** BEGIN Data listing **

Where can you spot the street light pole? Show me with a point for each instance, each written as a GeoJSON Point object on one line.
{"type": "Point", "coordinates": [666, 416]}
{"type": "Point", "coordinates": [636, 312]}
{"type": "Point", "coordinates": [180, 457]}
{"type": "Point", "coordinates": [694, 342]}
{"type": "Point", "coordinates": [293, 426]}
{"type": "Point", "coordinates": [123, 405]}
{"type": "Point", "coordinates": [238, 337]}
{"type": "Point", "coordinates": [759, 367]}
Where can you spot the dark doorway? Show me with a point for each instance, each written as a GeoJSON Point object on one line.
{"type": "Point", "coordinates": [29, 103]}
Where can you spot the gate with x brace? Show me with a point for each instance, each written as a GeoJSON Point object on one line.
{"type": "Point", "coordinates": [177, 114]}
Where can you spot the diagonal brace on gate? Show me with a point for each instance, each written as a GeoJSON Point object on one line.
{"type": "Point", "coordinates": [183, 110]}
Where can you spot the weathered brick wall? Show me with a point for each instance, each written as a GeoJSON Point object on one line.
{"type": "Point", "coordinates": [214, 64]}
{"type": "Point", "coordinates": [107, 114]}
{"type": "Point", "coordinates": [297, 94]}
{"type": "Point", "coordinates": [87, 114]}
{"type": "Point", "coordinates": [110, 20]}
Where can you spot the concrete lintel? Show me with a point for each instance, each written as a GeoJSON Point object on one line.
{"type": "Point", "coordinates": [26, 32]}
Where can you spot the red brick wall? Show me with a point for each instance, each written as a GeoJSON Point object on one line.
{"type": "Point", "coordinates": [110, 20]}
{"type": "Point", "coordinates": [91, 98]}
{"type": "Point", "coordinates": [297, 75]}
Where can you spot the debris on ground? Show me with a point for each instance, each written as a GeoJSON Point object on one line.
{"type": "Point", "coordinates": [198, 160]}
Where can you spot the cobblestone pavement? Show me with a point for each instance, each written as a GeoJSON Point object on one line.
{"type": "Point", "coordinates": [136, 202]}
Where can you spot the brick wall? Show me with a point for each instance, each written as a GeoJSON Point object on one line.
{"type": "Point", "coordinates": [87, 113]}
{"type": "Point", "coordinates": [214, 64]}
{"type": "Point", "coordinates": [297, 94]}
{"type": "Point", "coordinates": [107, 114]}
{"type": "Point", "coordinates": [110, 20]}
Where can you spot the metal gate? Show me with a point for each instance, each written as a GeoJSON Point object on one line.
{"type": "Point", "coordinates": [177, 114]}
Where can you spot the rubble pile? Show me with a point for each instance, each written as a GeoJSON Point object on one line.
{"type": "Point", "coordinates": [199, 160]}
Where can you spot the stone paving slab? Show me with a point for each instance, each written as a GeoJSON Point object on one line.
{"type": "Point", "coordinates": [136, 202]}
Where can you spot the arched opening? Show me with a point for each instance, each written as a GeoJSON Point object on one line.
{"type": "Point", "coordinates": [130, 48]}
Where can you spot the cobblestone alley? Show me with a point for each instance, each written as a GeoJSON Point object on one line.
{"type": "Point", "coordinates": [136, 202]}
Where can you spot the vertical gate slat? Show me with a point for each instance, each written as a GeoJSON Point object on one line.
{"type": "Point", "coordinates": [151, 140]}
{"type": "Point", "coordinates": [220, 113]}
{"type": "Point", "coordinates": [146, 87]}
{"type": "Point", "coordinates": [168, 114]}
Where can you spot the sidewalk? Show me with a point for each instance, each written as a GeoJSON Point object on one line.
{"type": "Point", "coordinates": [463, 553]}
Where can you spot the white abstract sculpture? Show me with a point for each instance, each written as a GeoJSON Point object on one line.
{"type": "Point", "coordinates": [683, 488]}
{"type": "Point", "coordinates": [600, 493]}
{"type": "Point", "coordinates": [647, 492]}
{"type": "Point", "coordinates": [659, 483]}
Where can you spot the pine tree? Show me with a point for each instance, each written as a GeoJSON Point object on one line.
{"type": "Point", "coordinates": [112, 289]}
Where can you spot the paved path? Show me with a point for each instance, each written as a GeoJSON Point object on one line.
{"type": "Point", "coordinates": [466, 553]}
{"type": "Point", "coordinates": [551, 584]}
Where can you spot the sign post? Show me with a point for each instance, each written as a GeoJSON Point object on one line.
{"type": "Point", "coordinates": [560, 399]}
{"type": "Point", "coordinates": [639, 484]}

** END Data listing **

* _Your instructions_
Rewrite all of the data above, replacing "Show me" with "Mark them" everywhere and changing nothing else.

* _Response to the task_
Where can you spot the street light pole? Mark them with a point for each instance, each written as a GeoJSON Point object on one line.
{"type": "Point", "coordinates": [666, 416]}
{"type": "Point", "coordinates": [636, 312]}
{"type": "Point", "coordinates": [180, 457]}
{"type": "Point", "coordinates": [694, 342]}
{"type": "Point", "coordinates": [293, 426]}
{"type": "Point", "coordinates": [123, 405]}
{"type": "Point", "coordinates": [238, 337]}
{"type": "Point", "coordinates": [759, 367]}
Where can you spot the dark doorway? Mark them with a point for each instance, each written as a GeoJSON Point object on one line.
{"type": "Point", "coordinates": [29, 103]}
Where can you spot the gate with x brace? Mark them with a point for each instance, each written as a GeoJSON Point object on one line.
{"type": "Point", "coordinates": [177, 114]}
Where can you spot the diagonal brace on gate? Mark them with a point for each instance, each written as a GeoJSON Point object on one line.
{"type": "Point", "coordinates": [183, 110]}
Where can you spot the weathered brick wall? Mark them with a point for each instance, each written as a GeoJSON Point object on one line.
{"type": "Point", "coordinates": [214, 64]}
{"type": "Point", "coordinates": [107, 114]}
{"type": "Point", "coordinates": [297, 94]}
{"type": "Point", "coordinates": [87, 114]}
{"type": "Point", "coordinates": [110, 20]}
Where can you spot the concrete lintel? Mark them with a point for each instance, each written as a GeoJSON Point object on one line.
{"type": "Point", "coordinates": [26, 32]}
Where can you spot the red brick wall? Mark them with a point for each instance, each written as a GeoJSON Point object on one line.
{"type": "Point", "coordinates": [110, 20]}
{"type": "Point", "coordinates": [91, 98]}
{"type": "Point", "coordinates": [297, 75]}
Where can you spot the debris on ground? Mark them with a point for each instance, each written as a GeoJSON Point object on one line.
{"type": "Point", "coordinates": [198, 160]}
Where can you spot the cobblestone pavement? Mark them with a point for each instance, each written as a GeoJSON Point object on one line.
{"type": "Point", "coordinates": [136, 202]}
Where can you spot the brick wall? Mark them with a point for each instance, each written as a GeoJSON Point object on one line.
{"type": "Point", "coordinates": [87, 113]}
{"type": "Point", "coordinates": [214, 64]}
{"type": "Point", "coordinates": [297, 94]}
{"type": "Point", "coordinates": [107, 114]}
{"type": "Point", "coordinates": [110, 20]}
Where can you spot the metal gate? Mark them with a point for each instance, each written as a GeoJSON Point object on one line.
{"type": "Point", "coordinates": [177, 114]}
Where can you spot the rubble pile? Mark them with a point for each instance, each written as a GeoJSON Point object on one line.
{"type": "Point", "coordinates": [199, 160]}
Where can you spot the stone paving slab? Mark them with a point for each instance, each written as a GeoJSON Point object on one line.
{"type": "Point", "coordinates": [136, 202]}
Where can you spot the arched opening? Mark them with a point for each instance, each written as a GeoJSON Point object on one line.
{"type": "Point", "coordinates": [130, 48]}
Where can you spot the cobblestone alley? Mark them with a point for each instance, each written as a GeoJSON Point object on one line.
{"type": "Point", "coordinates": [136, 202]}
Where can you spot the vertical gate slat? Mark them with a point for each instance, each written as a GeoJSON Point object on one line.
{"type": "Point", "coordinates": [151, 140]}
{"type": "Point", "coordinates": [220, 113]}
{"type": "Point", "coordinates": [146, 87]}
{"type": "Point", "coordinates": [168, 114]}
Where can you spot the sidewalk? Mark them with a point for each instance, each written as a GeoJSON Point object on one line.
{"type": "Point", "coordinates": [463, 553]}
Where can you spot the white abstract sculpture? Mark them with a point for each instance, each written as a GeoJSON Point object on one line.
{"type": "Point", "coordinates": [683, 488]}
{"type": "Point", "coordinates": [600, 493]}
{"type": "Point", "coordinates": [647, 492]}
{"type": "Point", "coordinates": [659, 483]}
Where can you spot the pine tree? Mark them with a point for each instance, each written as a GeoJSON Point object on one line.
{"type": "Point", "coordinates": [112, 289]}
Where can you spot the paved path? Mark them with a point for each instance, each written as a GeoJSON Point object on one line.
{"type": "Point", "coordinates": [466, 553]}
{"type": "Point", "coordinates": [551, 584]}
Where can you spot the sign post? Mark them with a point for each instance, each written as a GeoJSON Point object on one line.
{"type": "Point", "coordinates": [560, 399]}
{"type": "Point", "coordinates": [639, 484]}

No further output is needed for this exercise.